Wednesday, July 17, 2013

Scott Elliott guest blogs on BOOK TOURS WITH KIDS – part 3


Here is the last of a three-part guest blog by Scott Elliott, who lives and teaches in Walla Walla, Washington.  Scott is the father of two boys and two books, Coiled in the Heart and Temple Grove: A Novel.  Click here for his bio.

Okay,  Scott – We are about to hear about the one reading the boys were going to be invited to see. Do go on….


On the day leading up to the reading, we hiked down to Teddy Bear Beach, where we caught shore crabs, threw rocks, and looked at purple sea stars. Time in the sun out on the beach, and the hike back up the trail tired them out. Both of them napped briefly in the car on the way back to the house we were renting, but too briefly. In our attempts to get them to rest or nap, Jenna and I bet heavily on that the reward of getting to see daddy read that night with its added bonus of a later bedtime would give us enough leverage to get them to rest or nap. But they flipped this leverage on us and began alternately saying they did and did not want to attend the reading, sensing, in the expert way kids develop so early, that to say they didn’t want to see daddy read carried power, a sting.

### REQUESTS
A. In the guest blog post, echo the passage from "Scott Elliott guest" to "see. Do go on…." word for word.
B. Render this sentence from the guest blog post in Spanish: "Time in the sun out on the beach, and the hike back up the trail tired them out."

### RECORDS PROVIDED
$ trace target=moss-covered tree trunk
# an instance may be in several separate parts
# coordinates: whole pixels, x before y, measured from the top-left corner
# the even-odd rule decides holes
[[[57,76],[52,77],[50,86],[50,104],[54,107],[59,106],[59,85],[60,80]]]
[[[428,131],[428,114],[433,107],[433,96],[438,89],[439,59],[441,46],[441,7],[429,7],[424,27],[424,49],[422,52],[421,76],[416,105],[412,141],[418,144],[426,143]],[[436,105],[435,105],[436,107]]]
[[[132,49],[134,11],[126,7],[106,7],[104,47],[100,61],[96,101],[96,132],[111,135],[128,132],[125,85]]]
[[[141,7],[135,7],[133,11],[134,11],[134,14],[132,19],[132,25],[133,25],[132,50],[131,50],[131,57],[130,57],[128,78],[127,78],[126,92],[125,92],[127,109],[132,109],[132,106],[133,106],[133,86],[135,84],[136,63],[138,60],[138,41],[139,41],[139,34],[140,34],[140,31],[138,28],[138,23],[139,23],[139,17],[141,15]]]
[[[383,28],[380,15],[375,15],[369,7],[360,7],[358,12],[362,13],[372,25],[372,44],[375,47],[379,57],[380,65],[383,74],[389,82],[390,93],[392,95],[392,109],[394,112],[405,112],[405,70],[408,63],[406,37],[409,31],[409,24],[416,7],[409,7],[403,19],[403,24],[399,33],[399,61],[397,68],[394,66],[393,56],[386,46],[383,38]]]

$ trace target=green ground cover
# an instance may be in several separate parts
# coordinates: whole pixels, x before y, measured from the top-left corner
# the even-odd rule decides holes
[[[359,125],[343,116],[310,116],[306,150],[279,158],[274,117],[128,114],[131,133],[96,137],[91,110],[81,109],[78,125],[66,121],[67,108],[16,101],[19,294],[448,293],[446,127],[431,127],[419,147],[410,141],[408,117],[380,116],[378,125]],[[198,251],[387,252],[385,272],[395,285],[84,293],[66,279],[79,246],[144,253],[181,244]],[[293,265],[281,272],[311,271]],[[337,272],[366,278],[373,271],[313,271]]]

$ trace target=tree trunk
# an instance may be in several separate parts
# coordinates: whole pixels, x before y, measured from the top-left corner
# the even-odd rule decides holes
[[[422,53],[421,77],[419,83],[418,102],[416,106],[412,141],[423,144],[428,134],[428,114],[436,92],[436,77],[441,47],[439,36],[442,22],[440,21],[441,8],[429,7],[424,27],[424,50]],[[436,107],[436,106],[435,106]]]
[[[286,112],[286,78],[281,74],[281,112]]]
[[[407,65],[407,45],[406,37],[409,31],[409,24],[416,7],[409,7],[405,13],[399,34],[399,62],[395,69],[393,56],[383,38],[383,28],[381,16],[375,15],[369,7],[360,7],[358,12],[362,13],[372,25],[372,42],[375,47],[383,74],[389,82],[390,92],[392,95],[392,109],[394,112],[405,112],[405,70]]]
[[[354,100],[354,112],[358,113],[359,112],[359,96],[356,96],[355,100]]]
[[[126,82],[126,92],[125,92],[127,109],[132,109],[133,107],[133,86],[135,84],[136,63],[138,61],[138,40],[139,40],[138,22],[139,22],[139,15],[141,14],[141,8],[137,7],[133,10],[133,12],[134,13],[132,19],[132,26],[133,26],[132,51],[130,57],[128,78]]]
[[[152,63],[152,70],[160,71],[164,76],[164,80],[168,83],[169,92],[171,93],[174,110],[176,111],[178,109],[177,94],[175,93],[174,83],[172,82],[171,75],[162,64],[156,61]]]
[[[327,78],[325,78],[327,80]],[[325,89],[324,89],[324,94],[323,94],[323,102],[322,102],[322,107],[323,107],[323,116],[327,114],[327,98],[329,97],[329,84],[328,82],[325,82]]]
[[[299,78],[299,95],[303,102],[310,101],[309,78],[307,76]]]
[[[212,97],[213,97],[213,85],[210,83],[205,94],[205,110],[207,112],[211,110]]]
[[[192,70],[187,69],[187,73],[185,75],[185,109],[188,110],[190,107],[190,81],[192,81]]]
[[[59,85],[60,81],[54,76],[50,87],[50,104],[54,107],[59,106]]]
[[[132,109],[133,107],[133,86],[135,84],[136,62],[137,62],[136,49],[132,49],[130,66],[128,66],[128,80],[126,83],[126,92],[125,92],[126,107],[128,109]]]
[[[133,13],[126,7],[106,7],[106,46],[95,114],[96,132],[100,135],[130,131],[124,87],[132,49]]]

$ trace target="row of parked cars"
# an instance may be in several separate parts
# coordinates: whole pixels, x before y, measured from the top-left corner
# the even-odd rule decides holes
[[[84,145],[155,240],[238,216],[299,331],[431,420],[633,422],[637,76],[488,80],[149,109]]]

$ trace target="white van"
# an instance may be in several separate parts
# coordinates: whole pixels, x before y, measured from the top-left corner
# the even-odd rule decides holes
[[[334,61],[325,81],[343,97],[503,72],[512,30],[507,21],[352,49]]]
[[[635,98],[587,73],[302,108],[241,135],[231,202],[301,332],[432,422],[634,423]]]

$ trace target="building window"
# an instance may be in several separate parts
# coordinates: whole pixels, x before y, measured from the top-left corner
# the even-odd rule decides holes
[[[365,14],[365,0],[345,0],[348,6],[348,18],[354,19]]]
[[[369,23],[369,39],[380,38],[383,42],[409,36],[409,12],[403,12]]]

### OUTPUTS
A.
Scott Elliott guest blogs on BOOK TOURS WITH KIDS – part 3


Here is the last of a three-part guest blog by Scott Elliott, who lives and teaches in Walla Walla, Washington.  Scott is the father of two boys and two books, Coiled in the Heart and Temple Grove: A Novel.  Click here for his bio.

Okay,  Scott – We are about to hear about the one reading the boys were going to be invited to see. Do go on….

B. El tiempo al sol en la playa y la caminata de regreso por el sendero los dejaron agotados.